What is needed »
Copy out every line in the records below that contains the word "lettering".

Listed records »
■ ■ ■ ■ ■

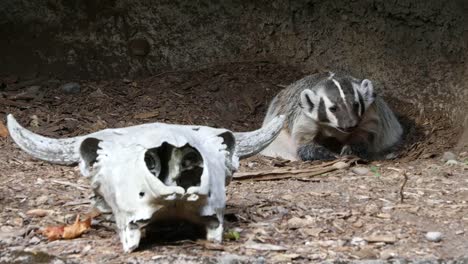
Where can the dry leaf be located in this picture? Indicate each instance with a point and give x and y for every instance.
(38, 212)
(67, 232)
(264, 247)
(78, 228)
(146, 115)
(53, 232)
(3, 130)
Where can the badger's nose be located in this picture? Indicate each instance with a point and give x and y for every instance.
(347, 129)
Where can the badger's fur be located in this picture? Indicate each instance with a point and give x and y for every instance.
(331, 114)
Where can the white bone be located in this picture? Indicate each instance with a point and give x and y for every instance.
(141, 173)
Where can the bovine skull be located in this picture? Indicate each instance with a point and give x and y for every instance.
(154, 171)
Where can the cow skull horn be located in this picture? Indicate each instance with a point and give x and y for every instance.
(66, 151)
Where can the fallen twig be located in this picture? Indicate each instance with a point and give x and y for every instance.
(291, 173)
(78, 186)
(20, 105)
(405, 179)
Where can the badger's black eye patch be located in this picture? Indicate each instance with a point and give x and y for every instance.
(309, 102)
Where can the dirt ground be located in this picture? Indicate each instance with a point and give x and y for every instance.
(350, 214)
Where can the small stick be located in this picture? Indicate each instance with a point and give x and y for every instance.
(78, 186)
(288, 173)
(405, 180)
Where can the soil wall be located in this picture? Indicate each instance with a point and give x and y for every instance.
(415, 50)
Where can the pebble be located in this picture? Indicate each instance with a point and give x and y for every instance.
(360, 170)
(449, 156)
(71, 88)
(389, 239)
(434, 236)
(387, 254)
(41, 200)
(34, 240)
(251, 165)
(358, 241)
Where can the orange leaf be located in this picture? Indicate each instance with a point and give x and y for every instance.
(53, 232)
(3, 130)
(67, 232)
(78, 228)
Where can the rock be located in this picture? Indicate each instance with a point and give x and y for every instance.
(71, 88)
(296, 222)
(358, 241)
(139, 47)
(315, 232)
(449, 156)
(451, 163)
(33, 89)
(389, 239)
(434, 236)
(282, 258)
(34, 121)
(341, 165)
(18, 221)
(360, 170)
(367, 253)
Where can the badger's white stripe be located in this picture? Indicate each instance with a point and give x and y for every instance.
(343, 96)
(330, 115)
(356, 98)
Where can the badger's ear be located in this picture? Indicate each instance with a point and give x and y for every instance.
(367, 90)
(88, 154)
(308, 99)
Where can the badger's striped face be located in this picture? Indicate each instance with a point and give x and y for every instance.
(338, 102)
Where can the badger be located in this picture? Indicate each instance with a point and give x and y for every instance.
(328, 115)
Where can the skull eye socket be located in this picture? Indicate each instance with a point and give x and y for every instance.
(152, 162)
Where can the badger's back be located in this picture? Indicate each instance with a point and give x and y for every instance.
(287, 101)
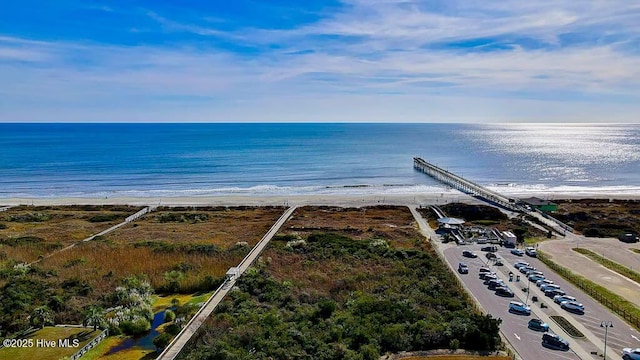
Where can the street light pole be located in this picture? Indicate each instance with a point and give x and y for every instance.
(606, 325)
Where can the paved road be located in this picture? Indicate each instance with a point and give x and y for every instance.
(178, 343)
(560, 251)
(620, 336)
(526, 342)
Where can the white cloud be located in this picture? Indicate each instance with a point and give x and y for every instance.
(372, 60)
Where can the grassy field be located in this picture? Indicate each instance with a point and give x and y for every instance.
(600, 218)
(27, 232)
(627, 310)
(201, 250)
(609, 264)
(384, 222)
(456, 357)
(49, 334)
(330, 288)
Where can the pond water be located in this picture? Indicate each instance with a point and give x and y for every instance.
(141, 341)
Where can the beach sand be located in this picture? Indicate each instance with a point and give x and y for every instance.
(328, 200)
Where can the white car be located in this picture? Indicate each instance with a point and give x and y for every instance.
(535, 277)
(558, 299)
(572, 306)
(543, 282)
(519, 308)
(531, 252)
(631, 354)
(549, 287)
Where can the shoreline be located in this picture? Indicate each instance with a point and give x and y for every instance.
(301, 200)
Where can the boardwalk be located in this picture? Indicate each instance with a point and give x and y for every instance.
(174, 348)
(104, 232)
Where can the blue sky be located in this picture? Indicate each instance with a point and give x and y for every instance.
(349, 60)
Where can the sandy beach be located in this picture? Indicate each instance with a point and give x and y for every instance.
(333, 200)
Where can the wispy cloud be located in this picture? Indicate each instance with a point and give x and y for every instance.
(364, 60)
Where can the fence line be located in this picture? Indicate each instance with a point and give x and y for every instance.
(590, 290)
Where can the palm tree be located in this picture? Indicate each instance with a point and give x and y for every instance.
(93, 316)
(42, 316)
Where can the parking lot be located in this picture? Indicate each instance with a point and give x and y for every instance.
(527, 342)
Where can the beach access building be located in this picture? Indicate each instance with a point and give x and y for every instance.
(542, 205)
(509, 238)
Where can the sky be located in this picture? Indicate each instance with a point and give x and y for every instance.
(320, 61)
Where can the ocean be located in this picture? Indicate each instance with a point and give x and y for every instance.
(168, 160)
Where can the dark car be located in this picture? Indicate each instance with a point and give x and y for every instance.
(494, 284)
(483, 275)
(504, 292)
(463, 268)
(553, 341)
(553, 292)
(538, 325)
(489, 248)
(469, 254)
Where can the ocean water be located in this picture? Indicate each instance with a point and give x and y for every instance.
(152, 160)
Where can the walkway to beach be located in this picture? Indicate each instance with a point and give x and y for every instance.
(178, 343)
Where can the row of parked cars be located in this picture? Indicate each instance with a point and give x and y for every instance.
(549, 288)
(494, 283)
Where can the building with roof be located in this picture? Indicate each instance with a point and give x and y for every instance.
(540, 204)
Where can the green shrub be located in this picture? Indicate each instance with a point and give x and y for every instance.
(136, 326)
(169, 316)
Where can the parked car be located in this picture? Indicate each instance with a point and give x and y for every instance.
(539, 283)
(631, 354)
(534, 272)
(504, 291)
(538, 325)
(525, 269)
(558, 299)
(549, 286)
(572, 306)
(490, 277)
(535, 277)
(469, 254)
(463, 268)
(485, 276)
(517, 252)
(519, 308)
(554, 341)
(553, 292)
(494, 284)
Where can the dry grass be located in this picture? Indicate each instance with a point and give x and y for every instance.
(392, 223)
(102, 264)
(456, 357)
(63, 226)
(224, 227)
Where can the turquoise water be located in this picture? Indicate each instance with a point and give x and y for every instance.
(149, 160)
(141, 342)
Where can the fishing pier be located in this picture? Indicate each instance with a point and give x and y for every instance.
(464, 185)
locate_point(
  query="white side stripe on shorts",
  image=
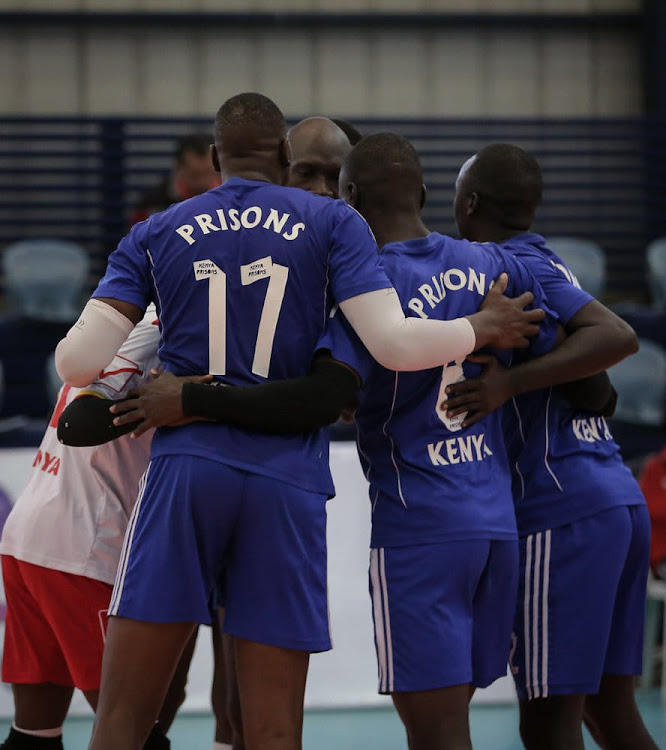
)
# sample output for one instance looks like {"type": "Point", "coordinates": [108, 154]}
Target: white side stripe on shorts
{"type": "Point", "coordinates": [127, 546]}
{"type": "Point", "coordinates": [535, 613]}
{"type": "Point", "coordinates": [382, 620]}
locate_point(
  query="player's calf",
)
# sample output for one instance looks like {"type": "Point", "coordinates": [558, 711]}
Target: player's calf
{"type": "Point", "coordinates": [45, 739]}
{"type": "Point", "coordinates": [436, 719]}
{"type": "Point", "coordinates": [553, 723]}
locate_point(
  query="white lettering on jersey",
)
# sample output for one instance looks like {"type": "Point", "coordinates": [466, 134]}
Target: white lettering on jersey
{"type": "Point", "coordinates": [591, 430]}
{"type": "Point", "coordinates": [234, 220]}
{"type": "Point", "coordinates": [564, 270]}
{"type": "Point", "coordinates": [459, 450]}
{"type": "Point", "coordinates": [435, 289]}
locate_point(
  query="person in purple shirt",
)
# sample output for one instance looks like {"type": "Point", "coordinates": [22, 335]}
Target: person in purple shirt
{"type": "Point", "coordinates": [582, 520]}
{"type": "Point", "coordinates": [244, 278]}
{"type": "Point", "coordinates": [444, 556]}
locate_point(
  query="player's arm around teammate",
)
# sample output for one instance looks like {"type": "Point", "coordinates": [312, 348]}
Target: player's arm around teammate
{"type": "Point", "coordinates": [578, 500]}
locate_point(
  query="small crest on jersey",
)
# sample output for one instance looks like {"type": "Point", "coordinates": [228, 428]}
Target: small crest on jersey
{"type": "Point", "coordinates": [205, 268]}
{"type": "Point", "coordinates": [258, 269]}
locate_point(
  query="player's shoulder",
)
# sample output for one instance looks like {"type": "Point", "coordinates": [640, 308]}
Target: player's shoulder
{"type": "Point", "coordinates": [527, 246]}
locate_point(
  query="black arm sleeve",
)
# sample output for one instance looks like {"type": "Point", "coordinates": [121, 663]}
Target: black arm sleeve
{"type": "Point", "coordinates": [282, 406]}
{"type": "Point", "coordinates": [595, 394]}
{"type": "Point", "coordinates": [88, 421]}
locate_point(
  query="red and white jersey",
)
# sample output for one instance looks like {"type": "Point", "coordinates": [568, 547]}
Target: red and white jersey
{"type": "Point", "coordinates": [73, 512]}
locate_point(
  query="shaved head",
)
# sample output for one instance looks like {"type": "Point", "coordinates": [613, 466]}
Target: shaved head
{"type": "Point", "coordinates": [353, 135]}
{"type": "Point", "coordinates": [250, 139]}
{"type": "Point", "coordinates": [251, 112]}
{"type": "Point", "coordinates": [386, 172]}
{"type": "Point", "coordinates": [318, 148]}
{"type": "Point", "coordinates": [500, 186]}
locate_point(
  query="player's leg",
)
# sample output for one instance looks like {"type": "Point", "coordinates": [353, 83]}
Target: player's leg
{"type": "Point", "coordinates": [435, 719]}
{"type": "Point", "coordinates": [139, 662]}
{"type": "Point", "coordinates": [612, 713]}
{"type": "Point", "coordinates": [234, 715]}
{"type": "Point", "coordinates": [172, 554]}
{"type": "Point", "coordinates": [616, 722]}
{"type": "Point", "coordinates": [567, 588]}
{"type": "Point", "coordinates": [553, 723]}
{"type": "Point", "coordinates": [176, 691]}
{"type": "Point", "coordinates": [423, 610]}
{"type": "Point", "coordinates": [219, 695]}
{"type": "Point", "coordinates": [277, 607]}
{"type": "Point", "coordinates": [33, 662]}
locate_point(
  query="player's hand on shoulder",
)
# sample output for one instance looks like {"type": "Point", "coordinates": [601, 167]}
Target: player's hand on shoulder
{"type": "Point", "coordinates": [156, 404]}
{"type": "Point", "coordinates": [502, 321]}
{"type": "Point", "coordinates": [479, 396]}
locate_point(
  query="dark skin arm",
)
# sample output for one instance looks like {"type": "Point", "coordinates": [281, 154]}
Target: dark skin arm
{"type": "Point", "coordinates": [88, 420]}
{"type": "Point", "coordinates": [130, 311]}
{"type": "Point", "coordinates": [279, 407]}
{"type": "Point", "coordinates": [596, 339]}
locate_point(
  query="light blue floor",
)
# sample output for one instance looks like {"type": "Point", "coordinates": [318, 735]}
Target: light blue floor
{"type": "Point", "coordinates": [493, 728]}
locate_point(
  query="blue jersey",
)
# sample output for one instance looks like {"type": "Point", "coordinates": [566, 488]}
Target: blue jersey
{"type": "Point", "coordinates": [566, 464]}
{"type": "Point", "coordinates": [244, 278]}
{"type": "Point", "coordinates": [431, 480]}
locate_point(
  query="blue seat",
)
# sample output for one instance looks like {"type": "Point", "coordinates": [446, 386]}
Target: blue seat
{"type": "Point", "coordinates": [585, 259]}
{"type": "Point", "coordinates": [656, 271]}
{"type": "Point", "coordinates": [45, 279]}
{"type": "Point", "coordinates": [640, 382]}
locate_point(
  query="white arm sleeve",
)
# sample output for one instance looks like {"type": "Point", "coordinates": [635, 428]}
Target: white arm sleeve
{"type": "Point", "coordinates": [400, 343]}
{"type": "Point", "coordinates": [91, 343]}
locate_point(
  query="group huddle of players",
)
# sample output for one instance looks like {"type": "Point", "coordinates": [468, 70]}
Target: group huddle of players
{"type": "Point", "coordinates": [510, 534]}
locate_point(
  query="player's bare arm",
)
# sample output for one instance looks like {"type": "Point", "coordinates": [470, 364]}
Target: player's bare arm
{"type": "Point", "coordinates": [596, 339]}
{"type": "Point", "coordinates": [88, 419]}
{"type": "Point", "coordinates": [400, 343]}
{"type": "Point", "coordinates": [288, 406]}
{"type": "Point", "coordinates": [503, 322]}
{"type": "Point", "coordinates": [93, 341]}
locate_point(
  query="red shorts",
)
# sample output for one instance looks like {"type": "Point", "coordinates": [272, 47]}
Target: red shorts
{"type": "Point", "coordinates": [55, 628]}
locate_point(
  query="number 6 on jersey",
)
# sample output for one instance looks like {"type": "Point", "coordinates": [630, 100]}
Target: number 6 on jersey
{"type": "Point", "coordinates": [258, 270]}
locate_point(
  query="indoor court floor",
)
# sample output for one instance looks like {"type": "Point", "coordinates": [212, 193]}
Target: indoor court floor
{"type": "Point", "coordinates": [493, 728]}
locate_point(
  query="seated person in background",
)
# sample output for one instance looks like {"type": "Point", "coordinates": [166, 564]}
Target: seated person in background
{"type": "Point", "coordinates": [192, 174]}
{"type": "Point", "coordinates": [653, 484]}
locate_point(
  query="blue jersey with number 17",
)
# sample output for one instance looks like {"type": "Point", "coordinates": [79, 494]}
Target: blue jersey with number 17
{"type": "Point", "coordinates": [430, 479]}
{"type": "Point", "coordinates": [244, 278]}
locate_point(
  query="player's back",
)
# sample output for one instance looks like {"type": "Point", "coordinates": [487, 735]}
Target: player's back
{"type": "Point", "coordinates": [566, 463]}
{"type": "Point", "coordinates": [430, 479]}
{"type": "Point", "coordinates": [244, 278]}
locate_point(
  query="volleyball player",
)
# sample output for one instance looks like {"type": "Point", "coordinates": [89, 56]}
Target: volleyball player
{"type": "Point", "coordinates": [202, 260]}
{"type": "Point", "coordinates": [583, 524]}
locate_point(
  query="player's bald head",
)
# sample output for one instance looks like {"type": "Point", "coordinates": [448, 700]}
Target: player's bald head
{"type": "Point", "coordinates": [353, 135]}
{"type": "Point", "coordinates": [250, 138]}
{"type": "Point", "coordinates": [250, 113]}
{"type": "Point", "coordinates": [500, 185]}
{"type": "Point", "coordinates": [318, 149]}
{"type": "Point", "coordinates": [386, 173]}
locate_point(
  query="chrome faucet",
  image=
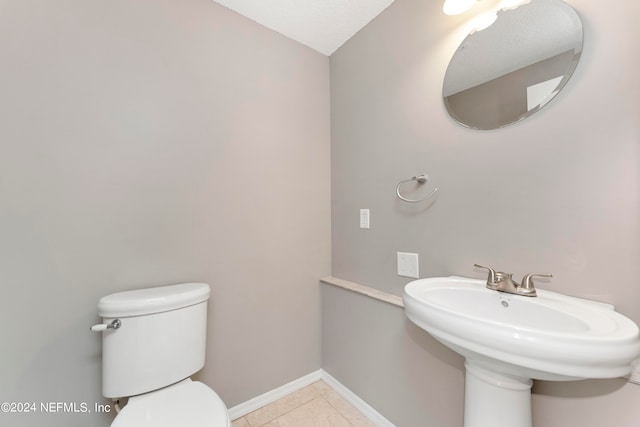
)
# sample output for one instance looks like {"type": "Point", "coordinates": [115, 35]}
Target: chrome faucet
{"type": "Point", "coordinates": [503, 282]}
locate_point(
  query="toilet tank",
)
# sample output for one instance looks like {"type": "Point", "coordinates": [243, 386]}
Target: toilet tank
{"type": "Point", "coordinates": [161, 340]}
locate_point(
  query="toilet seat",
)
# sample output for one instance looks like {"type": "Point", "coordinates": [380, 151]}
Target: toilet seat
{"type": "Point", "coordinates": [185, 404]}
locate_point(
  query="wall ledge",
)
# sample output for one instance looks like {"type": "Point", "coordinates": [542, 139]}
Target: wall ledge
{"type": "Point", "coordinates": [364, 290]}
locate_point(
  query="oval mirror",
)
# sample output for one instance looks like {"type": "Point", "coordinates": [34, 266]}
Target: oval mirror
{"type": "Point", "coordinates": [511, 69]}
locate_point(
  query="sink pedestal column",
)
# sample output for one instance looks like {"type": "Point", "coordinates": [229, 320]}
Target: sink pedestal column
{"type": "Point", "coordinates": [495, 399]}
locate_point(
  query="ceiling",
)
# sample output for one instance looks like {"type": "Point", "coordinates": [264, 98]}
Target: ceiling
{"type": "Point", "coordinates": [323, 25]}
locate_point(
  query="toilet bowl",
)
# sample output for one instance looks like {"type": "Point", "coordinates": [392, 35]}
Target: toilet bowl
{"type": "Point", "coordinates": [188, 403]}
{"type": "Point", "coordinates": [153, 340]}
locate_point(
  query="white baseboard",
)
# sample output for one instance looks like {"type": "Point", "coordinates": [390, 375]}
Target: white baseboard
{"type": "Point", "coordinates": [374, 416]}
{"type": "Point", "coordinates": [271, 396]}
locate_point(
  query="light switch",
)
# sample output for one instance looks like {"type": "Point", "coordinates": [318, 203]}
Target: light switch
{"type": "Point", "coordinates": [408, 265]}
{"type": "Point", "coordinates": [364, 218]}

■ ■ ■ ■ ■

Task solution »
  query="white lettering on jersey",
Target: white lettering on jersey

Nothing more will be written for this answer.